• Quoted text:

▼

We don’t really copy the rows, but it looks as if we did. In fact, the rows are given a stride of 0.

t = c.expand_as(m)
t
tensor([[10., 20., 30.],
        [10., 20., 30.],
        [10., 20., 30.]])
m + t
tensor([[11., 22., 33.],
        [14., 25., 36.],
        [17., 28., 39.]])
# even though it may appear to be a 3x3, if we 
# look at the memory, its only storing a single copy
t.storage()
 10.0
 20.0
 30.0
[torch.FloatStorage of size 3]
# the stride, tells when it is going
# row to row, it takes 0 steps (constant values)
# column to column it takes 1 step
t.stride(), t.shape
((0, 1), torch.Size([3, 3]))

You can index with the special value [None] or use unsqueeze() to convert a 1-dimensional array into a 2-dimensional array (although one of those dimensions has value 1). This will be important later when using matrix multiplication in modeling

print(c.unsqueeze(0))
tensor([[10., 20., 30.]])
print(c.unsqueeze(1))
tensor([[10.],
        [20.],
        [30.]])
m
tensor([[1., 2., 3.],
        [4., 5., 6.],
        [7., 8., 9.]])
c.shape, c.unsqueeze(0).shape,c.unsqueeze(1).shape
(torch.Size([3]), torch.Size([1, 3]), torch.Size([3, 1]))
c.shape, c[None].shape,c[:,None].shape
(torch.Size([3]), torch.Size([1, 3]), torch.Size([3, 1]))

Note the change from a size 3 to a 1 x 3 or a 3 x 1.

The syntax can also be shortened as follows:
You can always skip trailling ':'s. And '...' means ‘all preceding dimensions’

c[None].shape,c[...,None].shape
(torch.Size([1, 3]), torch.Size([3, 1]))
m + c[:,None]
tensor([[11., 12., 13.],
        [24., 25., 26.],
        [37., 38., 39.]])

Excel can be very helpful

Here is an excel sheet illustrating broadcasting

Back to our function

Lets take advantage of broadcasting and reduce the loops in our matmul function:

We will replace:

    # loops  by col in B
        for j in range(bc):
            
            c[i,j] = (a[i,:] * b[:,j]).sum()

With

c[i] = (a[i].unsqueeze(-1) * b).sum(dim=0)

▲

• Data provided:
▼

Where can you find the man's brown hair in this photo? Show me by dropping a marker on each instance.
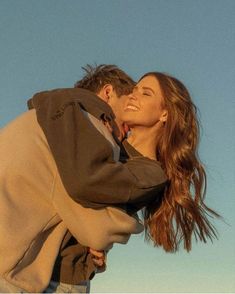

▲

• Task: Continue the passage on PyTorch broadcasting and matrix multiplication, starting after its final line. The data shown here were taken from a separate source unrelated to the passage on PyTorch broadcasting.

• Answer:
So what’s happening

a[i,:] looks at a rank 1 tensor

.unsqueeze(-1) makes it 2d, the -1 means the last dimension

* b broadcast over b

.sum(dim=0) sum along the first axis

def matmul(a,b):
    
    # gets the shapes of the input arrays
    ar,ac = a.shape # n_rows * n_cols
    br,bc = b.shape
    
    # checks to make sure that the
    # inner dimensions are the same
    assert ac==br
    
    # initializes the new array
    c = torch.zeros(ar, bc)
    
    # loops by row in A
    for i in range(ar):
        c[i] = (a[i].unsqueeze(-1) * b).sum(dim=0)
    return c
%time t1=matmul(m1, m2)
CPU times: user 440 µs, sys: 283 µs, total: 723 µs
Wall time: 421 µs
test_near(t1, matmul(m1, m2))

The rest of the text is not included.